## Instructions for the task
Put the items below into a CSV with two columns, request and answer, giving one row per item. Wrap each field in quotes and turn any line breaks into spaces.

## Exercise data
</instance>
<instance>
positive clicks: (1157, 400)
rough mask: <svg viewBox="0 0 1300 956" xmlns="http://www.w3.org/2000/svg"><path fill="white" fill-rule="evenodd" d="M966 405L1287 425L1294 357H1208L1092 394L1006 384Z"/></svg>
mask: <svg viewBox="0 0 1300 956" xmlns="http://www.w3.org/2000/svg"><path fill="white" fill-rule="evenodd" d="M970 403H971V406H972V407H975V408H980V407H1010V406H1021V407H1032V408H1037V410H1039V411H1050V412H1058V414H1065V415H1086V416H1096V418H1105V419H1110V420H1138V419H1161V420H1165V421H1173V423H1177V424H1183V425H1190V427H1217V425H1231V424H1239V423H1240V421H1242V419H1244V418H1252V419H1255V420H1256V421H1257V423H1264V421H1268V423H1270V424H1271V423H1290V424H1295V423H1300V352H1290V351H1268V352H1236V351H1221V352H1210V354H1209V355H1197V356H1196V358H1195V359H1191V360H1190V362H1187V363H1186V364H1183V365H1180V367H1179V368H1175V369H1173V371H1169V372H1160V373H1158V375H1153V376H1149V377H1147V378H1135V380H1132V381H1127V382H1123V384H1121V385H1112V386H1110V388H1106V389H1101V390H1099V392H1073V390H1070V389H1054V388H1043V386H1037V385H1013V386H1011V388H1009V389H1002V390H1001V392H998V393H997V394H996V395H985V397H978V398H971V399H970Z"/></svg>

## Answer space
request,answer
"</instance> <instance> positive clicks: (1157, 400) rough mask: <svg viewBox=""0 0 1300 956"" xmlns=""http://www.w3.org/2000/svg""><path fill=""white"" fill-rule=""evenodd"" d=""M966 405L1287 425L1294 357H1208L1092 394L1006 384Z""/></svg>","mask: <svg viewBox=""0 0 1300 956"" xmlns=""http://www.w3.org/2000/svg""><path fill=""white"" fill-rule=""evenodd"" d=""M970 403H971V406H972V407H975V408H980V407H1010V406H1021V407H1032V408H1037V410H1039V411H1050V412H1058V414H1065V415H1086V416H1096V418H1105V419H1110V420H1138V419H1161V420H1165V421H1173V423H1177V424H1183V425H1190V427H1217V425H1231V424H1239V423H1240V421H1242V419H1244V418H1252V419H1255V420H1256V421H1257V423H1264V421H1268V423H1270V424H1271V423H1290V424H1295V423H1300V352H1290V351H1268V352H1236V351H1221V352H1210V354H1209V355H1197V356H1196V358H1195V359H1191V360H1190V362H1187V363H1186V364H1183V365H1180V367H1179V368H1175V369H1173V371H1169V372H1160V373H1158V375H1153V376H1149V377H1147V378H1135V380H1132V381H1127V382H1123V384H1121V385H1112V386H1110V388H1106V389H1101V390H1099V392H1073V390H1070V389H1054V388H1043V386H1037V385H1013V386H1011V388H1009V389H1002V390H1001V392H998V393H997V394H996V395H985V397H978V398H971V399H970Z""/></svg>"